[EXCERPTED RECORDS Boundary: Start]

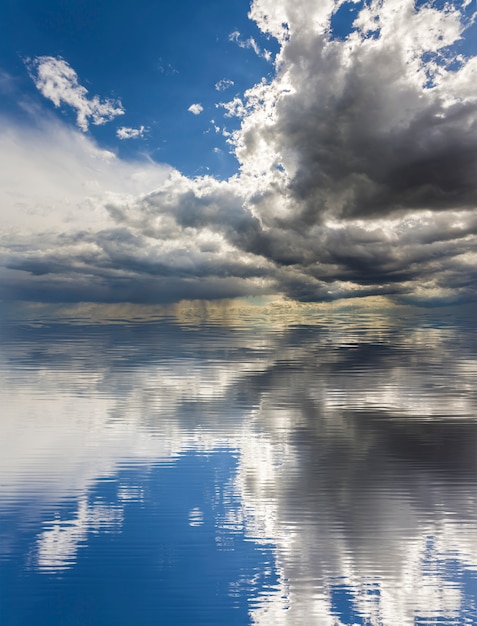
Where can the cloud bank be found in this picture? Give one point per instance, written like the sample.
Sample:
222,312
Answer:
357,174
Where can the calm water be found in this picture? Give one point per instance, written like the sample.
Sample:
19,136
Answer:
268,469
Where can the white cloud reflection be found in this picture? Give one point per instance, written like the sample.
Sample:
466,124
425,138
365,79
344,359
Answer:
373,494
356,175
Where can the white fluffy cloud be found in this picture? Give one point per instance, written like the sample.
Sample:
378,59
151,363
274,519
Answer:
357,170
124,132
58,82
224,84
196,108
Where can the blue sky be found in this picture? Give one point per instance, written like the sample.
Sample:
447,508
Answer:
158,58
157,152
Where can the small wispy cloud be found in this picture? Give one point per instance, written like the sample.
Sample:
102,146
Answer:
124,132
251,44
57,81
196,108
224,84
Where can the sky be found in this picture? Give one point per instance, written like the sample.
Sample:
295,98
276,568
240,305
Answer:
154,152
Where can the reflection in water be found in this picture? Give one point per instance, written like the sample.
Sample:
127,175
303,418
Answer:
311,471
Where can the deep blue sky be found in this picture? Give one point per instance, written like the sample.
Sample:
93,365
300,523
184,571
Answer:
158,58
355,150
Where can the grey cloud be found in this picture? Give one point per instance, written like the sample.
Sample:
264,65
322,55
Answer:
358,170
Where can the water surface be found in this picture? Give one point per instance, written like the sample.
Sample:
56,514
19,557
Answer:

[EXCERPTED RECORDS Boundary: End]

* YOUR ASSIGNMENT:
Leave out the pictures and output every record above precisely as given.

* TASK ANSWER:
Where can the cloud bank be found in this picture? Give one point per instance, written like the sample.
Sample:
222,312
Answer:
357,174
Where can the calm water be found in this picture? Give one point per instance, written like the sample.
Sample:
19,136
Answer:
268,469
Where can the white cloud reflection be found in this picture? Give one point per instance, written like the sample.
Sample:
466,124
425,138
365,79
344,359
Answer:
373,494
356,175
Where can the white fluffy cloud be found in this picture? Give one point per instance, written like the sample.
Sample:
378,59
151,363
274,519
Answer:
357,170
124,132
58,82
224,84
196,108
Where can the blue sky be found in this picture? Give one point per instance, written like the sample.
Sample:
447,508
Answer:
158,58
157,152
Where can the small wispy cloud be found in this picture? Give one point per instance, written like the sample.
Sample:
102,146
Answer:
124,132
251,44
57,81
196,108
224,84
Where can the sky be found in this picture? Give one point per instance, written like the sample.
Sample:
295,98
276,568
240,305
Answer:
154,152
Where can the reflection in water be found in this picture? Give one point per instance, written like the sample.
Sample:
127,175
303,418
Answer:
311,471
Where can the deep blue sky be found in this picture? Give one point per instance, written like the sample.
Sample:
93,365
300,523
184,571
Answer:
158,58
355,150
Where can the grey cloud be found in this picture? Give one point per instance, written like the sample.
Sample:
264,65
322,55
Answer:
358,170
Where can the water surface be found in this picture? Give one point per instance, written like the sample.
Sample:
56,514
19,557
Answer:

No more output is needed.